▶ Reading passage:
I usually walk wearing my IPOD, as I have become addicted to "podcasts", a form of TIVO for radio shows. This will normally deter all but the most desperate people from bothering me as I stroll. Plus, since I do not work for an airline, I am usually of no help to individuals anyway. That is with the exception of smokers. A person having a "nic-fit" after a long flight will all but rip your earphones out of your head to find out where the ever-decreasing areas are that they can light up. My personal favorite happened in Concourse B in the early morning when an average sized man approached me very rapidly. His haircut and clothing screamed "I am European" and so did his accent. He approached me and I removed my earphones in anticipation of his question. He grabbed my arm quit forcefully and asked in a clear and urgent Russian accent "Vhere ist smoking chamber?".

People watching can be fun also. There tends to be a re-occurring theme on somedays... like bad toupee day, or "this is all that was clean in the closet"clothing day. Occasionally one will see Amish people with their simple clothing and white bonnets for the women and simple black suits for the men. I did a double take when I saw an Amish young lady gabbing away on a cell phone, only to notice an impatient "regular" passenger waiting to get their phone back. I wondered all day who an Amish person would call, being as they don't have home phones either....

▶ Challenge 1:
Answer these questions about the reading passage:
(a) What does the writer call podcasts a form of?
(b) In which concourse did the man with the Russian accent approach the writer?
(c) What was the Amish young lady doing when the writer did a double take?

▶ Material for this task:
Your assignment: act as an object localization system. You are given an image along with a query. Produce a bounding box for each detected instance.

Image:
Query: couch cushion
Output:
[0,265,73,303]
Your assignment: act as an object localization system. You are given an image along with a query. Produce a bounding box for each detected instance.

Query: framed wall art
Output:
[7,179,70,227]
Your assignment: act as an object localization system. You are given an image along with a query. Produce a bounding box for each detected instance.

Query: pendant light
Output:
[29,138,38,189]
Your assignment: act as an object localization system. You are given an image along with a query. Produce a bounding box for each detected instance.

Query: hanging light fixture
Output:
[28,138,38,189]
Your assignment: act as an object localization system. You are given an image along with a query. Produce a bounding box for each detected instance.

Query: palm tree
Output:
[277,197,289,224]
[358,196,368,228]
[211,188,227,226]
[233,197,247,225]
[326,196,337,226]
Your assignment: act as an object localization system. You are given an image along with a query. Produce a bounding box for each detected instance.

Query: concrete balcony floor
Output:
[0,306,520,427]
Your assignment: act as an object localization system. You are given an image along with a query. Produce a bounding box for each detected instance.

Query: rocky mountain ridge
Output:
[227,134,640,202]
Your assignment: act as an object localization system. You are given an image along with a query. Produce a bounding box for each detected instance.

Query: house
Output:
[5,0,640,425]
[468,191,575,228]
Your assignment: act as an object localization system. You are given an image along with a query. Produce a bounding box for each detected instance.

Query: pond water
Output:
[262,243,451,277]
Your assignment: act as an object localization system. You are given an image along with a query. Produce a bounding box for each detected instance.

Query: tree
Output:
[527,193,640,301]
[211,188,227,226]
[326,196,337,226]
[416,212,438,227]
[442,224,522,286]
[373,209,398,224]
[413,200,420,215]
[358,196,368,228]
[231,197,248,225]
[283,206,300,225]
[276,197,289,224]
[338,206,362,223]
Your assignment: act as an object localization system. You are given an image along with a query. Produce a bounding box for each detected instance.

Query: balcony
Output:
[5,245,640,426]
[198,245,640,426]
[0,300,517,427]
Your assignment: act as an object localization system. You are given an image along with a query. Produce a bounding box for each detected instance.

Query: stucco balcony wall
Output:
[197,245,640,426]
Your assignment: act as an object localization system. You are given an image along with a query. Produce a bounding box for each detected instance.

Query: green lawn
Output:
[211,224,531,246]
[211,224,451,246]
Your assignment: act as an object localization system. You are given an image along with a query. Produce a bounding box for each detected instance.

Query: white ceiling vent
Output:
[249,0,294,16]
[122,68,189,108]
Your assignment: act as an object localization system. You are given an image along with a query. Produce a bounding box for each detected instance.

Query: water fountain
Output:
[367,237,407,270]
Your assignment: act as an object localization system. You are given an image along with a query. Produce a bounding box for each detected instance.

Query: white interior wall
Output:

▶ Challenge 2:
Collect every line in the rows that contains the word "white".

▶ Response 1:
(a) TIVO for radio shows
(b) Concourse B
(c) Gabbing away on a cell phone

▶ Response 2:
Query: white ceiling vent
Query: white interior wall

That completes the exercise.